St. Elizabeth Youngstown Hospital remains the Mahoning Valley’s only Level 1 Trauma Center and we stand at ready for when life’s moments happen suddenly.

Last fall, Johnathon George was riding his motorcycle a couple of miles from his home in Hubbard Township when – crash! He immediately went unconscious.

The Eagle Joint Fire District and Life Fleet ambulance service responded and transported the patient to the trauma unit at St. Elizabeth Youngstown Hospital, where the trauma team had been activated.

Johnathon had a large laceration on his head, and it was obvious that he’d suffered a head injury. He was not wearing a helmet.

Johnathon’s mother, Michelle George, soon arrived at the hospital. A former emergency department nurse at St. Elizabeth, Michelle is familiar with the people and the process.

“It was comforting to know Johnathon was in good hands,” she says. “Shortly after his arrival to the surgical intensive care unit, he was taken to the operating room to clean his wounds.

When they attempted to wake him after the procedure, they discovered his condition was more serious than they thought.”

(Records from a data collection)
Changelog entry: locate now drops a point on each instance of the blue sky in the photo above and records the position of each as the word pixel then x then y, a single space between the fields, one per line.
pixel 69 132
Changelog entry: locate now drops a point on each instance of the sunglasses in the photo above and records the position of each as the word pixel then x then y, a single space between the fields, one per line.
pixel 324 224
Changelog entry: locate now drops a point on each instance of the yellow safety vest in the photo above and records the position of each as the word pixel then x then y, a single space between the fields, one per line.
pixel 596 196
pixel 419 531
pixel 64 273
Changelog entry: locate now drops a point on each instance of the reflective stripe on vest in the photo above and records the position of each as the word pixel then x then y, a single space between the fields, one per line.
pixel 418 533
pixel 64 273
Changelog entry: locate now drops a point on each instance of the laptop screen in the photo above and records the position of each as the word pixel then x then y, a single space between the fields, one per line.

**Exercise 1:**
According to the article about Johnathon George's motorcycle crash, which services responded and took him to the hospital?
**Exercise 2:**
Write the next part of the article about Johnathon George's motorcycle crash, picking up after its final sentence.

**Result 1:**
The Eagle Joint Fire District and Life Fleet ambulance service.

**Result 2:**
Trauma surgeon Heath Dorion, MD, treated the patient for a severe concussion. But after conducting various tests, he found that Johnathon’s worst injuries involved his lungs rather than his head.

He remained intubated post-operatively and was admitted to the surgical intensive care unit. Attempts to liberate him from the ventilator were halted by a rare pneumonia, which he likely contracted from dirt and gravel aspirated at the scene.

As the days passed and his respiratory status continued to deteriorate, Johnathon was placed on a specialized breathing machine as a life-saving alternative to traditional ventilator management. He tolerated the treatment well, until the fourth day, when nearly two liters of blood filled his right chest cavity. Since he was too unstable for surgery, the only option was to watch and wait.

Thankfully, the bleed subsided within a few hours. Over the next two days, he was weaned off ECMO and his right chest tube was removed. Unfortunately, he developed a hole in his lung and the chest tube needed to be replaced immediately. Collaboration between the trauma attending/critical care intensivist and cardiothoracic surgeon helped to stabilize Johnathon’s condition. Within a couple days, he opened his eyes and was able to undergo surgery.

DISCHARGED AT LAST

After 34 days in the hospital, Johnathon was discharged to the acute rehabilitation unit at St. Elizabeth, where therapists helped him regain his strength and prepare for discharge. The Wednesday before Thanksgiving, Johnathon was discharged home.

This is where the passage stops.